## Start Items
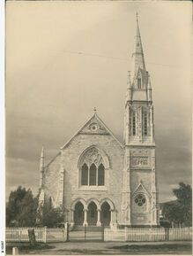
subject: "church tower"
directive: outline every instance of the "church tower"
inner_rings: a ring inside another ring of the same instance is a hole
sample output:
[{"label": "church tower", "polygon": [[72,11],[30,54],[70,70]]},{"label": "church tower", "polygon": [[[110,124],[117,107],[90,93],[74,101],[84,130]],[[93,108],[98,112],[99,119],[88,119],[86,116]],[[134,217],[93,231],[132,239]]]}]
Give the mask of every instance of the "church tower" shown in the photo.
[{"label": "church tower", "polygon": [[122,222],[158,226],[153,105],[137,14],[137,31],[129,72],[124,113],[124,169]]}]

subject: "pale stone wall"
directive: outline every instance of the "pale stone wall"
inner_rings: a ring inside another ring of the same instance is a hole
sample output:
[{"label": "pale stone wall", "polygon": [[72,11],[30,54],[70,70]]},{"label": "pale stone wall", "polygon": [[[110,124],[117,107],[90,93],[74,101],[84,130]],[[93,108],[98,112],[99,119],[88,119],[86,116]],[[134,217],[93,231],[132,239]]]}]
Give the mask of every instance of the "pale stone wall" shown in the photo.
[{"label": "pale stone wall", "polygon": [[[78,159],[83,151],[92,145],[101,149],[108,156],[109,168],[105,170],[104,188],[81,189],[79,185]],[[71,208],[78,198],[88,201],[96,198],[99,202],[109,198],[120,212],[121,190],[122,182],[124,150],[110,135],[82,135],[73,138],[69,145],[62,150],[62,165],[64,170],[64,207]]]},{"label": "pale stone wall", "polygon": [[50,164],[45,168],[43,175],[43,189],[47,196],[52,199],[55,207],[60,206],[59,190],[60,190],[60,164],[61,156],[58,154]]}]

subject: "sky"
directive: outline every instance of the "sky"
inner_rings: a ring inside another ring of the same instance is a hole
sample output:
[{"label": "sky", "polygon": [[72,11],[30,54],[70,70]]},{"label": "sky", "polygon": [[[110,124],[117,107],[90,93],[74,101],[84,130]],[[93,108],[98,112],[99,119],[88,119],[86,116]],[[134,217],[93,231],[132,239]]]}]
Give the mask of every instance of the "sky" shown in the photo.
[{"label": "sky", "polygon": [[36,195],[46,163],[93,115],[122,142],[136,12],[154,105],[160,201],[191,183],[191,4],[183,1],[6,3],[6,198]]}]

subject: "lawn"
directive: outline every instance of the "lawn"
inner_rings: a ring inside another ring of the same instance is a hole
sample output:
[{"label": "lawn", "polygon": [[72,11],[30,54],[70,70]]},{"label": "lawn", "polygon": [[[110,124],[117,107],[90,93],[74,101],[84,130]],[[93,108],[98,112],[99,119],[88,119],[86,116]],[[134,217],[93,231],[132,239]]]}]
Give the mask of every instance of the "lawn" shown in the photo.
[{"label": "lawn", "polygon": [[19,247],[19,254],[75,255],[75,254],[187,254],[192,255],[191,242],[170,243],[119,243],[119,242],[65,242],[38,244],[35,248],[28,243],[7,244],[6,254],[12,254],[12,247]]}]

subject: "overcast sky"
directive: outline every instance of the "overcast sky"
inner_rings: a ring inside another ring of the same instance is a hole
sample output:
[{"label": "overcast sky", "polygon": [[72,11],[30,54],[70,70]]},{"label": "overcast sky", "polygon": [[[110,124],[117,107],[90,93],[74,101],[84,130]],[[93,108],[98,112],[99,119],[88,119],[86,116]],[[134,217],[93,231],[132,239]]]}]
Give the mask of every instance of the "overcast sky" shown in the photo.
[{"label": "overcast sky", "polygon": [[191,182],[190,2],[6,3],[8,193],[36,194],[46,162],[93,115],[122,141],[136,12],[151,74],[160,201]]}]

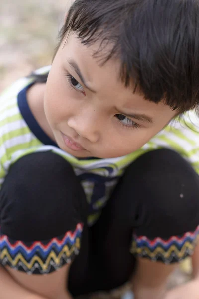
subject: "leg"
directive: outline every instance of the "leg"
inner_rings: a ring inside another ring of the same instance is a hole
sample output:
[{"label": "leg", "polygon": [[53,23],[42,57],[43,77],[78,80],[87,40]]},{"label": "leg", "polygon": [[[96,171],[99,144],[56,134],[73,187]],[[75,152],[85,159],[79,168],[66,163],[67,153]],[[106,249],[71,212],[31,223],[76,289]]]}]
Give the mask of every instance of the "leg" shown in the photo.
[{"label": "leg", "polygon": [[[178,262],[193,252],[199,232],[199,197],[198,176],[178,153],[162,149],[132,163],[93,228],[103,288],[127,281],[135,271],[135,258],[139,263],[134,282],[142,273],[142,279],[149,281],[140,281],[139,286],[151,286],[150,278],[154,281],[160,269],[165,274],[159,276],[161,281],[156,281],[164,286],[171,272],[165,264]],[[147,277],[143,275],[145,266]]]},{"label": "leg", "polygon": [[21,158],[1,190],[0,216],[1,263],[24,287],[62,298],[81,240],[84,254],[88,252],[87,204],[71,166],[50,152]]}]

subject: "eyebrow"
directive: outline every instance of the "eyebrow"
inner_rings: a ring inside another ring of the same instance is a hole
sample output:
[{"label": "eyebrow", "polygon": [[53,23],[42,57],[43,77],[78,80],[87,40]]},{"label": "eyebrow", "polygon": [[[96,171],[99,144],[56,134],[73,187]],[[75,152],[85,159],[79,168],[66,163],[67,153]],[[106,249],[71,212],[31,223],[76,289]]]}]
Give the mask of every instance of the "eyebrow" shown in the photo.
[{"label": "eyebrow", "polygon": [[151,117],[144,114],[131,113],[129,114],[128,113],[124,113],[123,112],[120,112],[120,113],[124,114],[127,117],[133,118],[135,120],[137,120],[138,121],[142,121],[149,124],[153,124],[154,123],[154,121]]},{"label": "eyebrow", "polygon": [[82,73],[80,71],[80,68],[78,65],[77,64],[76,62],[73,60],[72,59],[67,59],[67,62],[70,67],[73,69],[73,70],[76,73],[78,77],[80,78],[82,82],[83,83],[84,85],[88,89],[89,89],[92,92],[96,93],[96,91],[93,90],[91,87],[88,86],[88,85],[86,83],[85,80],[84,79],[84,77],[83,76]]}]

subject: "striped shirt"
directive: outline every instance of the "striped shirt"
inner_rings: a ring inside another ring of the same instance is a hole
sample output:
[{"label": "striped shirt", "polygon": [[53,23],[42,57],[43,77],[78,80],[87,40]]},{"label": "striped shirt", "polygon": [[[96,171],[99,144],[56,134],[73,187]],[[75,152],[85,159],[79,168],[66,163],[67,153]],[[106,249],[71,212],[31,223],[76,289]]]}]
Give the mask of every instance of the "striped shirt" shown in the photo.
[{"label": "striped shirt", "polygon": [[[37,72],[44,73],[50,68],[45,67]],[[33,83],[33,79],[21,78],[0,97],[0,190],[10,166],[20,157],[51,150],[70,163],[79,177],[90,206],[88,224],[92,225],[126,167],[147,151],[161,148],[173,149],[199,174],[199,120],[194,111],[173,120],[142,147],[126,156],[78,159],[59,148],[34,119],[26,98],[27,89]]]}]

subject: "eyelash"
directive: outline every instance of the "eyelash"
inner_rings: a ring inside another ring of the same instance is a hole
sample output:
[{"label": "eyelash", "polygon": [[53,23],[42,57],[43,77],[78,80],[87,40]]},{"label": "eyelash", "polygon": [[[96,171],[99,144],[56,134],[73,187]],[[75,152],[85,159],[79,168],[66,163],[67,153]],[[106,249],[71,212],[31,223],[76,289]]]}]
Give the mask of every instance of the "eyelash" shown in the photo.
[{"label": "eyelash", "polygon": [[65,73],[64,74],[64,75],[66,78],[68,85],[69,86],[69,87],[70,88],[75,90],[76,91],[80,92],[80,93],[83,94],[84,95],[85,95],[85,92],[84,91],[82,91],[81,90],[79,90],[77,88],[75,88],[75,87],[73,85],[73,84],[71,83],[71,79],[73,78],[76,81],[77,81],[77,82],[78,82],[78,83],[79,84],[80,84],[80,85],[81,85],[82,86],[82,84],[81,84],[81,83],[80,83],[73,76],[72,76],[72,75],[71,75],[69,73]]},{"label": "eyelash", "polygon": [[117,121],[122,126],[122,127],[124,127],[124,128],[127,128],[127,129],[139,129],[141,127],[140,125],[139,125],[138,124],[137,124],[137,123],[135,123],[135,122],[133,122],[133,121],[132,121],[132,120],[131,120],[130,119],[128,119],[129,120],[129,121],[130,121],[131,122],[132,122],[133,124],[131,125],[129,125],[128,126],[127,125],[125,125],[123,123],[122,123],[120,120],[119,120],[118,118],[117,118],[117,115],[118,115],[118,114],[116,114],[115,115],[115,116],[116,117],[116,119],[117,119]]},{"label": "eyelash", "polygon": [[[69,74],[69,73],[65,73],[65,76],[66,77],[68,85],[69,85],[69,87],[70,88],[71,88],[73,90],[75,90],[76,91],[78,91],[79,92],[80,92],[82,94],[83,93],[83,94],[85,95],[85,93],[84,91],[83,92],[83,91],[81,91],[81,90],[78,90],[78,89],[77,89],[76,88],[75,88],[75,87],[72,84],[71,79],[73,78],[74,78],[74,77],[73,77],[73,76],[70,75],[70,74]],[[77,81],[77,82],[78,82],[78,81],[77,80],[76,80],[76,79],[75,78],[74,78],[74,79],[76,81]],[[79,84],[80,84],[80,83],[79,83]],[[82,85],[81,84],[80,84],[80,85]],[[127,125],[125,125],[123,123],[122,123],[121,122],[121,121],[120,120],[119,120],[117,117],[117,115],[118,115],[118,114],[116,114],[115,115],[115,116],[116,117],[116,118],[117,119],[117,122],[124,128],[128,128],[128,129],[135,129],[135,128],[138,129],[138,128],[140,128],[141,126],[140,125],[138,125],[138,124],[137,124],[137,123],[135,123],[134,122],[133,122],[133,121],[132,121],[130,119],[129,119],[128,118],[127,118],[129,120],[129,122],[132,122],[132,123],[133,123],[133,124],[132,125],[129,125],[129,126],[128,126]]]}]

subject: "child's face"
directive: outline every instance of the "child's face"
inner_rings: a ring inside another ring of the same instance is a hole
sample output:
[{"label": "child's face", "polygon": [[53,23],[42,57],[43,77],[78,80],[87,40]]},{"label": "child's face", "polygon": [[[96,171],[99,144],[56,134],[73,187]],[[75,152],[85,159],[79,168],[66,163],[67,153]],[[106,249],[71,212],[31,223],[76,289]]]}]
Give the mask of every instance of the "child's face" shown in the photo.
[{"label": "child's face", "polygon": [[163,102],[149,102],[133,94],[132,87],[125,88],[119,79],[119,62],[110,60],[100,66],[92,56],[98,45],[88,47],[74,35],[64,44],[49,73],[44,109],[55,139],[65,151],[78,157],[125,155],[174,117]]}]

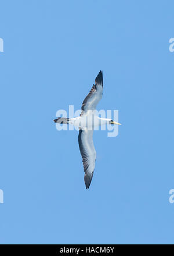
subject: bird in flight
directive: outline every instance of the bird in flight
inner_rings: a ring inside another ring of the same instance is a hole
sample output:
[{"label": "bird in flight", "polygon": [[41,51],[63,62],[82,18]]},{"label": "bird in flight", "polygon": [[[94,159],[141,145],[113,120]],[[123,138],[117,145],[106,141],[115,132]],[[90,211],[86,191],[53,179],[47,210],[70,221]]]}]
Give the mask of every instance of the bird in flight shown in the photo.
[{"label": "bird in flight", "polygon": [[74,118],[58,118],[55,123],[71,124],[79,127],[78,144],[82,158],[85,172],[85,183],[88,189],[95,167],[96,152],[93,143],[94,127],[105,124],[120,125],[108,118],[102,118],[95,114],[98,102],[102,98],[103,90],[103,72],[100,71],[91,90],[82,105],[79,116]]}]

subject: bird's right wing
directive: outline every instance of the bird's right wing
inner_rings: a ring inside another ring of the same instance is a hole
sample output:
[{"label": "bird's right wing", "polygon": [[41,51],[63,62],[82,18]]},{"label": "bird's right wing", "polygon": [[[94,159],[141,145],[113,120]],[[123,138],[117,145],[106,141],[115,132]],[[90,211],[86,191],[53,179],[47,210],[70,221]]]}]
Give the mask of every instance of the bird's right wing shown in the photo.
[{"label": "bird's right wing", "polygon": [[82,105],[82,113],[88,110],[95,110],[102,98],[103,89],[103,72],[100,71],[91,90],[86,97]]},{"label": "bird's right wing", "polygon": [[86,188],[89,189],[90,186],[95,167],[96,158],[96,152],[93,144],[93,131],[82,130],[79,131],[78,144],[85,172],[85,183]]}]

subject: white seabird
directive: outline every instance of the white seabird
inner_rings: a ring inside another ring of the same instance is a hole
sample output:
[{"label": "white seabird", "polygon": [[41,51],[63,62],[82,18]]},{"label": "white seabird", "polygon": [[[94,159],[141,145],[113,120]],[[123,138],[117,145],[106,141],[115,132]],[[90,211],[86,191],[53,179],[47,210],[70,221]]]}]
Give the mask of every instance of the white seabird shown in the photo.
[{"label": "white seabird", "polygon": [[86,188],[89,189],[95,167],[96,152],[93,143],[94,127],[104,124],[120,125],[107,118],[101,118],[95,115],[95,111],[102,98],[103,90],[103,72],[100,71],[89,94],[82,105],[80,116],[75,118],[58,118],[55,123],[71,124],[79,127],[78,144],[85,172]]}]

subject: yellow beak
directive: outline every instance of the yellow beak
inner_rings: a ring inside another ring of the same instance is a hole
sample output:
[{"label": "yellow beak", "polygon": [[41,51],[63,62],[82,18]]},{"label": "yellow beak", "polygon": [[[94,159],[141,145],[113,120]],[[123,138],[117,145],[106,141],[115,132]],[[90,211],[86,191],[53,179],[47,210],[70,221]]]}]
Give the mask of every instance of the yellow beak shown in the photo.
[{"label": "yellow beak", "polygon": [[121,123],[117,123],[117,122],[114,122],[114,121],[111,122],[111,125],[121,125]]}]

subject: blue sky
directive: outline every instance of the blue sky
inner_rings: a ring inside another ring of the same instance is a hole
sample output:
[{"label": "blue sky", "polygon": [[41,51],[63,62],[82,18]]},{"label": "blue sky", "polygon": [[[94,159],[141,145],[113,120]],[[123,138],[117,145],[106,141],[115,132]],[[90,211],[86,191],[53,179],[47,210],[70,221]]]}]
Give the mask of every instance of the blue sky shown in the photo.
[{"label": "blue sky", "polygon": [[[173,1],[1,1],[0,243],[173,243]],[[58,131],[99,71],[86,190],[78,131]]]}]

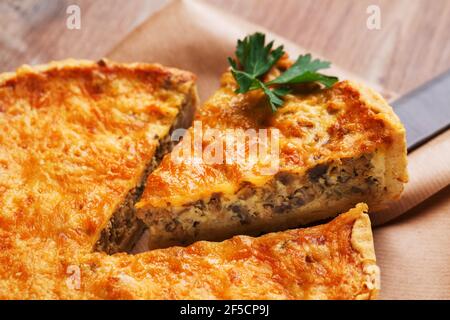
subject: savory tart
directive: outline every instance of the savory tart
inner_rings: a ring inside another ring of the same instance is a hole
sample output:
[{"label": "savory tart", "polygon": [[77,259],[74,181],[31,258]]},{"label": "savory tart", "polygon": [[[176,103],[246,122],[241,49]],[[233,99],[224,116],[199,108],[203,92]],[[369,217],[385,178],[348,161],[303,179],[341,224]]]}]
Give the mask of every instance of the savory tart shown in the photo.
[{"label": "savory tart", "polygon": [[[351,81],[302,86],[274,113],[262,90],[237,89],[225,73],[195,125],[149,175],[136,206],[150,248],[286,230],[358,202],[376,210],[399,197],[407,181],[405,129],[378,93]],[[261,130],[276,133],[264,140],[264,157],[237,161],[253,141],[245,133]],[[243,151],[229,161],[228,146],[239,139]],[[207,150],[223,152],[223,161],[206,161]]]},{"label": "savory tart", "polygon": [[196,103],[191,73],[156,64],[67,60],[0,75],[0,230],[130,248],[143,182]]},{"label": "savory tart", "polygon": [[366,210],[259,238],[85,256],[80,290],[106,299],[374,299],[379,269]]},{"label": "savory tart", "polygon": [[376,296],[364,204],[308,229],[106,253],[139,234],[143,178],[196,101],[194,76],[160,65],[70,60],[0,75],[0,299]]}]

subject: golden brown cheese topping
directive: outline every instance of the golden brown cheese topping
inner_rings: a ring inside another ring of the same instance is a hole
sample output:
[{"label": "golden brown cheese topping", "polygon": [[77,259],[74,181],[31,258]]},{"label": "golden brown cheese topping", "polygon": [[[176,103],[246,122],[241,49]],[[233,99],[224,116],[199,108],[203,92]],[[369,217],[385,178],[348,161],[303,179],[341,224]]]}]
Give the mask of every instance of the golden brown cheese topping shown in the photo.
## End Items
- What is expected: Exactly and exclusively, repeat the lines from the line that contains "subject: savory tart" through the end of the records, both ends included.

- Full answer:
subject: savory tart
directive: outline every instance of the savory tart
inner_rings: a ring inside another ring of the same instance is a hole
sample output:
[{"label": "savory tart", "polygon": [[77,259],[74,181],[31,258]]},{"label": "savory tart", "polygon": [[[176,103],[246,122],[241,49]],[[233,99],[224,116],[199,108],[203,92]],[[369,217],[385,178],[348,161],[303,179],[341,224]]]}]
Give the mask of every instance of the savory tart shown in the photo.
[{"label": "savory tart", "polygon": [[[351,81],[302,86],[274,113],[262,90],[237,89],[225,73],[195,125],[149,175],[136,206],[150,248],[286,230],[358,202],[376,210],[399,197],[407,181],[405,129],[378,93]],[[261,130],[276,133],[264,140],[264,157],[237,161],[253,141],[245,133]],[[243,151],[229,161],[228,146],[239,139]],[[207,150],[223,152],[223,161],[206,161]]]},{"label": "savory tart", "polygon": [[196,103],[191,73],[156,64],[67,60],[0,75],[0,230],[130,248],[143,182]]},{"label": "savory tart", "polygon": [[366,210],[259,238],[85,256],[80,290],[106,299],[374,299],[379,269]]},{"label": "savory tart", "polygon": [[376,296],[364,204],[308,229],[106,253],[139,234],[143,178],[196,101],[194,76],[160,65],[70,60],[0,75],[0,299]]}]

subject: golden brown cheese topping
directive: outline every instance of the golden brown cheese topping
inner_rings: a ring inside another ring of the same instance is a hole
sample output:
[{"label": "golden brown cheese topping", "polygon": [[77,259],[74,181],[31,258]]},{"label": "golden brown cheese topping", "polygon": [[[176,103],[246,122],[241,49]],[[233,99],[224,116],[199,108],[203,92]],[[369,217],[385,178],[348,161],[303,179],[341,224]]]}]
Give the mask of every instance of the golden brown cheese topping shown in the photo.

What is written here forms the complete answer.